Coordinate labeling data:

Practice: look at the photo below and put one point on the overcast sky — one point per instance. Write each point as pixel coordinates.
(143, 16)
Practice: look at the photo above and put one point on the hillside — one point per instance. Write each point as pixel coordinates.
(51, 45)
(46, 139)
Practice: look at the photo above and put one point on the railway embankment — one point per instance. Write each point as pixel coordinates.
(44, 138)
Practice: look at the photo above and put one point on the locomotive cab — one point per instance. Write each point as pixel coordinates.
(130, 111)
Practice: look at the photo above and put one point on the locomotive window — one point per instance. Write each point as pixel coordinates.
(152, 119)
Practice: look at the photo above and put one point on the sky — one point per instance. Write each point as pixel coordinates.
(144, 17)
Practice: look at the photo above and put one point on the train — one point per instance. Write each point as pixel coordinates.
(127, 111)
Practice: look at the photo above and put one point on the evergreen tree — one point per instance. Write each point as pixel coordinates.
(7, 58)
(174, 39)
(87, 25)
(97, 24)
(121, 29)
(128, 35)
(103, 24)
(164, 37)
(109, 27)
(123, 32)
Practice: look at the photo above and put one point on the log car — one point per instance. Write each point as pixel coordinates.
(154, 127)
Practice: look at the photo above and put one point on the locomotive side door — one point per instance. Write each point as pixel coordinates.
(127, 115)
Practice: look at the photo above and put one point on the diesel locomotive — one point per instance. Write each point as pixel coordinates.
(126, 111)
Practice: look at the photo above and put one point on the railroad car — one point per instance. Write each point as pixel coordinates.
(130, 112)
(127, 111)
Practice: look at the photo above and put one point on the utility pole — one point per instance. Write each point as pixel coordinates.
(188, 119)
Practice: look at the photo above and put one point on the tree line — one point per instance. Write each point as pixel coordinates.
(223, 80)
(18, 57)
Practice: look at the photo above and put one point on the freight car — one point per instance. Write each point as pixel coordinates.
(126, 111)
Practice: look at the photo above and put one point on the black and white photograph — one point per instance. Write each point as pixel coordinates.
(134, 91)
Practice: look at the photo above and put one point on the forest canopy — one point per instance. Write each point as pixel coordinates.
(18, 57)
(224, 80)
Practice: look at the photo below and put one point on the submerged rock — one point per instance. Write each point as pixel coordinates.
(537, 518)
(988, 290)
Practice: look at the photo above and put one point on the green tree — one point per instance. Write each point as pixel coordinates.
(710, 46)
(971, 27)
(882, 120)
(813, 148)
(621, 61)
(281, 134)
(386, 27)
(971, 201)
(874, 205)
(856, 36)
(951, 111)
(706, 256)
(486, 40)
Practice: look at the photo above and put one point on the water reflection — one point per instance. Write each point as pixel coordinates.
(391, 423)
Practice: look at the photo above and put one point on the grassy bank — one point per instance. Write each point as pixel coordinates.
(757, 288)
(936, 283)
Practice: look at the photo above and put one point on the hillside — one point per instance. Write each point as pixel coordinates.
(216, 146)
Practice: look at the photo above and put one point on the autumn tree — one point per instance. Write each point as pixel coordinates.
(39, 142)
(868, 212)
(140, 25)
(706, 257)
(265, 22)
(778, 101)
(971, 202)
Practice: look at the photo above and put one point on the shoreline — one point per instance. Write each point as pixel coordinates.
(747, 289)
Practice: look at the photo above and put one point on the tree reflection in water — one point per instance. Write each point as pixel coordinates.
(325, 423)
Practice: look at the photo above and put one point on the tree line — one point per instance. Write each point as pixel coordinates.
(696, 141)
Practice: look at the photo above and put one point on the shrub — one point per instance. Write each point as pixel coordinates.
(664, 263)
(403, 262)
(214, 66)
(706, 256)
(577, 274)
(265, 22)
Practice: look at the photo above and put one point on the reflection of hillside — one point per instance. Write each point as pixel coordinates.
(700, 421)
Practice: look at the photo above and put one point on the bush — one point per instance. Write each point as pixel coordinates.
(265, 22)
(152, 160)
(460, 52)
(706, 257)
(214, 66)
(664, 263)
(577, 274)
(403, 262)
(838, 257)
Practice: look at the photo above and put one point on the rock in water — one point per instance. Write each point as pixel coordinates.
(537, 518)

* [Short exercise]: Return, word for word, each line from the line that contains "on the autumn" to the end of the listing above; include both end lines and nothing else.

* [Exercise output]:
Practice: look at the photo above and put one point on the autumn tree — one point per instance. Write each point as pixel coordinates.
(39, 142)
(868, 212)
(140, 25)
(706, 257)
(265, 22)
(778, 101)
(971, 202)
Practice: look at the photo above and put one point on the shoreline — one point per instance. Write each point as pixel coordinates.
(747, 289)
Practice: look at the photo above and put one point on the tree reflection in water — one point per instance. Write each point as pixel coordinates.
(325, 423)
Practice: look at the photo above and put one point on the tree line — one point per instance. Write each point as pixel coordinates.
(696, 141)
Practice: look at the photo above and put one point on the shrub — one point per instance. Write each point as pixel coordinates.
(664, 263)
(403, 262)
(214, 66)
(706, 256)
(577, 274)
(265, 22)
Practice: look at the photo above and put one point on the reflection of hillside — one point per instance. Write each point as pixel coordinates.
(700, 421)
Practice: look at the photo above and put one point on the bush — one point per instance. Write each point as pixel coordinates.
(265, 22)
(152, 160)
(460, 52)
(706, 257)
(214, 66)
(664, 263)
(577, 274)
(403, 262)
(838, 257)
Practice: look at the photo above and put one point on the rock in water — one point per instance. Write each point as pixel coordinates.
(537, 518)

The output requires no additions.